-- Start Data excerpts --

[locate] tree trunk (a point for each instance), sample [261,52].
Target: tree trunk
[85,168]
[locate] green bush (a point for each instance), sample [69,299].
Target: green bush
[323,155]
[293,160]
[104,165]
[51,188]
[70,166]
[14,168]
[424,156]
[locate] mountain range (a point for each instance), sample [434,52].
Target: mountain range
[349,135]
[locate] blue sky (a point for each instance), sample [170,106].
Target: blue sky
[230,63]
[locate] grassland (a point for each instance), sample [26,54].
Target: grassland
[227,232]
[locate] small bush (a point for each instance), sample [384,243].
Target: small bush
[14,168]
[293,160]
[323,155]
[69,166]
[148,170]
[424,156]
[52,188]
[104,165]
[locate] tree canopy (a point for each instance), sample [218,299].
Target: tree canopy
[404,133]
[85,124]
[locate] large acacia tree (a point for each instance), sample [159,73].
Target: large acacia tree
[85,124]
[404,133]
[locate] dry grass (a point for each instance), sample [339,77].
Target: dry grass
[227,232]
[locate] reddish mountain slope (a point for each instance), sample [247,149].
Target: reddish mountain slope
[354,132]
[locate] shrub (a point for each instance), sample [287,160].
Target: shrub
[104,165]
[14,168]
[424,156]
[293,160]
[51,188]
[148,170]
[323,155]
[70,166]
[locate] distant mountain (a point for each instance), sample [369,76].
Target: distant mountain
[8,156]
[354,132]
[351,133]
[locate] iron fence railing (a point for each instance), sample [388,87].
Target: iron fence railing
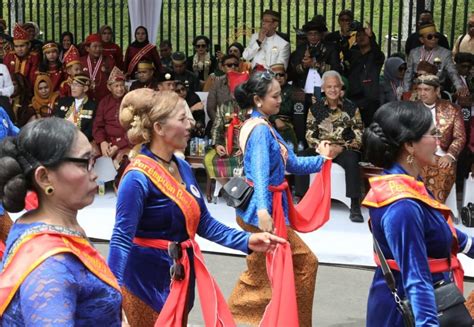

-- End Data excerpts --

What to work on >>
Return all of the data above line for line and unchanged, but leave out the picture.

The response >>
[locate] tree trunk (a point for each instance), sample [261,52].
Target: tree trunk
[85,168]
[locate] green bush (a point for each instance), sample [69,299].
Target: green bush
[323,155]
[293,160]
[104,165]
[51,188]
[70,166]
[14,168]
[424,156]
[locate] mountain range (a point for each instance), sample [434,52].
Target: mountain range
[349,135]
[locate] blue sky (a point for each instance), sample [170,106].
Target: blue sky
[230,63]
[locate] grassland (a point for each instance), sample [26,54].
Target: grassland
[227,232]
[locate] small bush (a point for each instance), sample [384,243].
Target: small bush
[14,168]
[293,160]
[323,155]
[69,166]
[148,170]
[424,156]
[52,188]
[104,165]
[locate] tree canopy (a point for each instance), sample [218,299].
Target: tree canopy
[404,133]
[85,124]
[locate] large acacia tree (a point for each instance), sample [159,73].
Target: large acacia tree
[85,124]
[404,133]
[locate] dry grass (a point for each instance), sample [339,77].
Target: dry grass
[227,232]
[locate] reddish mountain slope (a point for each instance), sample [247,149].
Target: reddish mountain slope
[354,132]
[locate] shrub (a point for each instance), sample [287,160].
Target: shrub
[104,165]
[14,168]
[424,156]
[293,160]
[51,188]
[148,170]
[323,155]
[70,166]
[locate] distant mountain (a point for each instance), sample [369,76].
Target: distant mountain
[8,156]
[354,132]
[351,133]
[locate] iron fence railing (a point for each instance), sample [388,87].
Target: iron fence railing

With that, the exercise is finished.